問題文:
下にある、入力装置を容易に交換できる電子機器についての抜粋文を、最後の文の後から書き継いでください。

抜粋文:
....................
説明

電子機器

【課題】各種入力操作が可能な入力装置を備えた電子機器において、電子機器の筐体を開いて配線板を取り出すことなく、入力装置を容易に交換できる電子機器を提供する。
【解決手段】信号生成第一手段13を有する入力装置11を、外部から筐体14の開口部15に嵌め込んで位置決め装着し、その筐体14に対して蓋状カバー19を取り付けるのみで、入力装置11が固定状態となると共に、信号生成第一手段13と組み合わされることによって機能する信号生成第二手段17を筐体14内に設けたため、入力装置11の交換の際には、筐体14を開いて信号生成第二手段17が設けられている配線板16を取り出すことなく、入力装置11を容易に交換できる電子機器を実現できる。

【発明の詳細な説明】
【技術分野】
【0001】
本発明は、操作体への所定操作によって各種入力操作が可能な入力装置を備え、この入力装置を操作して使用する電子機器に関するものである。
....................
資料:
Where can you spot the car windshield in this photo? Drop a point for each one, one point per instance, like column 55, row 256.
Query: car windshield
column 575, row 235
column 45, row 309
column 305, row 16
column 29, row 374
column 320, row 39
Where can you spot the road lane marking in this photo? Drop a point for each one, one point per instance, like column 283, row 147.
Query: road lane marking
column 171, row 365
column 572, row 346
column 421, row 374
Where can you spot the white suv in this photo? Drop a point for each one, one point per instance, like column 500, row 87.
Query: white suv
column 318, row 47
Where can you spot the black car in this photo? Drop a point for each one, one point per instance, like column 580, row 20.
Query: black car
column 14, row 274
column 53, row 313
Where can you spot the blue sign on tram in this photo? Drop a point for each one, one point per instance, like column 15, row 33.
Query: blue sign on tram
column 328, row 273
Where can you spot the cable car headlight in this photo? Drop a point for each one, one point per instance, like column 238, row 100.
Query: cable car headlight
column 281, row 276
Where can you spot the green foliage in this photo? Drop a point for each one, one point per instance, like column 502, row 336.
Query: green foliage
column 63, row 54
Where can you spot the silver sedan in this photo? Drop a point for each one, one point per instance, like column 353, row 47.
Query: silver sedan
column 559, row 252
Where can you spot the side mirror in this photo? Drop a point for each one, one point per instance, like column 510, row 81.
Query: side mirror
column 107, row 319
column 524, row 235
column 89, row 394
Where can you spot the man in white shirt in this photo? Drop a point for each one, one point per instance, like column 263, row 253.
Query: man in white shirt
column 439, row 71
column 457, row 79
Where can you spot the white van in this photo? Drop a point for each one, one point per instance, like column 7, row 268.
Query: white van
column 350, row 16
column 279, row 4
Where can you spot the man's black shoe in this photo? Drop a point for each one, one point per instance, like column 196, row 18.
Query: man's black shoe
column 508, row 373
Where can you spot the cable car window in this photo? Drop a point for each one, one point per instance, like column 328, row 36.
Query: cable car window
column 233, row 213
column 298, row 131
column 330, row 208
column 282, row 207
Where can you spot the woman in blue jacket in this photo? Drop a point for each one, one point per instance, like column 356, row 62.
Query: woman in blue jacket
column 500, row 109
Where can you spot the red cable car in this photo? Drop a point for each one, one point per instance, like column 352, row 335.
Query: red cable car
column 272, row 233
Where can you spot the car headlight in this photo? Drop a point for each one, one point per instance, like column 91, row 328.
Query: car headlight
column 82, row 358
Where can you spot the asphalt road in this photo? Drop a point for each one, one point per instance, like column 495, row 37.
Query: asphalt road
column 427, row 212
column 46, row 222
....................
回答:
【背景技術】
【0002】
近年、各種入力操作用の入力装置を備えた電子機器は、目覚ましく普及している。
【0003】
このような従来の電子機器について、図11を用いて以下に説明する。
【0004】
図11は従来の電子機器の要部斜視図であり、同図において、1は入力装置で、その端子部2が使用電子機器の配線板3の所定位置に半田付けによって電気的かつ機械的に接続されている。
【0005】
この入力装置1は、上方側に突出または露出状態の操作体4を有し、操作する人の手や指がこの操作体4に触れることによって操作体4が所定の方向に操作され、上記所定操作に対応した電気信号を出力させるものである。
【0006】
そして、この電気信号は、半田付けによって電子機器の配線板3に電気的に接続された端子部2を通じて電子機器のマイクロコンピュータ(図示せず)等に伝達され、その信号に合わせて電子機器は所定の機能を作動させる。
【0007】
そして、5は、電子機器の上ケースとなる筐体で、入力装置1の操作体4を挿通可能な開口部5Aを備え、その開口部5Aから入力装置1の操作体4のみが筐体5上面側に突出または露出するようにして、上記入力装置1を固定した配線板3上に配設されている。
【0008】
このように構成された従来の入力装置1を備えた電子機器は、筐体5から上方側に突出または露出した入力装置1の操作体4に対して所定操作をすることによって、電子機器の各種機能を作動させることができるものであった。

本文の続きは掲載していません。